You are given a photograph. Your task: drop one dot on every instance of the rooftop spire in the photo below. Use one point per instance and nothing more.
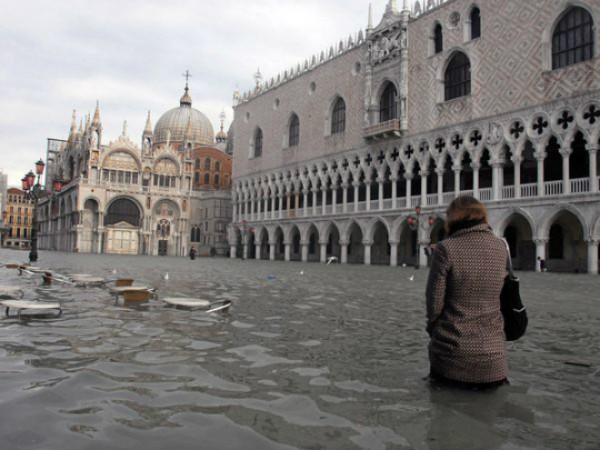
(73, 132)
(186, 99)
(148, 127)
(96, 121)
(258, 77)
(222, 116)
(188, 132)
(392, 6)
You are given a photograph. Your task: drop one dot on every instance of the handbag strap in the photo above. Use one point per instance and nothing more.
(510, 270)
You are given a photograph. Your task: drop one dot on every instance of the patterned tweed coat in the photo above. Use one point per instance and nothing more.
(463, 307)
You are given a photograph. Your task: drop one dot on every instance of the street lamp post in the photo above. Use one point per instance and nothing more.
(4, 216)
(416, 223)
(33, 191)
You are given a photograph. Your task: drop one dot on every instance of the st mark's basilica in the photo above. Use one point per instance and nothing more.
(160, 198)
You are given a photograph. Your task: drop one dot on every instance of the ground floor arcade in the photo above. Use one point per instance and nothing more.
(566, 235)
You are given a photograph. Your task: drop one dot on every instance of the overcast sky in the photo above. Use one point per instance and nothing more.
(60, 55)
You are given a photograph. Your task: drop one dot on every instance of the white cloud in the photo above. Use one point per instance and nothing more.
(63, 55)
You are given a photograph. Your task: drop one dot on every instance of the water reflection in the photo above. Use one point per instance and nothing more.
(333, 358)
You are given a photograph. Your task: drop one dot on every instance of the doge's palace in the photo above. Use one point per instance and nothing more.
(498, 99)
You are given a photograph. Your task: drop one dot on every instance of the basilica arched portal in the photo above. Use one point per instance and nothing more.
(122, 225)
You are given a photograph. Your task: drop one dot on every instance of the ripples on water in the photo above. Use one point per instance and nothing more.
(332, 359)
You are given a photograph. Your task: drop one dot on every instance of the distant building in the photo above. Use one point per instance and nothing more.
(499, 99)
(158, 199)
(18, 219)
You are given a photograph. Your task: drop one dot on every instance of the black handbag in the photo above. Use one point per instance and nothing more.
(513, 311)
====
▶ **What this task involves**: Copy every item above word for word, leaving out the pictures.

▶ **Task output**:
You are given a photograph. Your task: drop one dot on every instance of the rooftop spire in the photo below. Use one point per instance and nothing more.
(73, 132)
(186, 99)
(148, 127)
(96, 121)
(258, 77)
(222, 116)
(188, 132)
(392, 6)
You are given a photograph. Your task: drop one dot on every instance of the handbag strap in the photo above. Use one point per instance and nothing more.
(510, 270)
You are given a photograph. Your task: drop one dot on every instance of the patterned tweed coat in the photo above. Use one point per instance and nothing more.
(463, 307)
You are given a photograph. Your task: drop one dot on every instance of the street lamp post in the photo above. Use one point per instance and nothing more.
(4, 216)
(416, 223)
(33, 191)
You are given a photograph. Your task: drop one dot on every instance of the st mark's basilica in the photo above. Use one point per instance and nothing more.
(160, 198)
You are given a photograph. Your task: drop one dot on every instance of the ground floor arcade in the photo above. Use one point per instance and nothing more.
(566, 235)
You are given a photograph. Your task: drop one dot on every instance of the overcast sky in the photo above. Use one point per instance and nothing more.
(60, 55)
You are given a photograph. Your task: drop one dot on every instance of the white cloud in the photo above. Use one point per instance and nothing more.
(63, 55)
You are given a photograph. Your task: drop one dot on every instance of the water reflection in the photo above. Use one point per instance and nothing more.
(333, 358)
You are given a photograph. Your task: drop one dot on every instance of the doge's palace in the photo above. Use one point per instance and nothing more.
(498, 99)
You are given a photograph. Your task: drop one dot on every instance of the basilica arched portal in the photo above. Use one point per instance and nothing more.
(122, 225)
You are given a photograph. Your task: drop one dot on every instance of the ripples on water in the photo above. Use one point per instance and nothing more.
(332, 359)
You are given a photograph. Your task: drop one dot on every instance of the distant building in the photo above. Use one point per instance and nothing more.
(499, 99)
(158, 199)
(18, 219)
You are given a photograph. Your task: drop one dot on every instance of the black handbag in the photo above. Use one point per instance and nothing more.
(513, 311)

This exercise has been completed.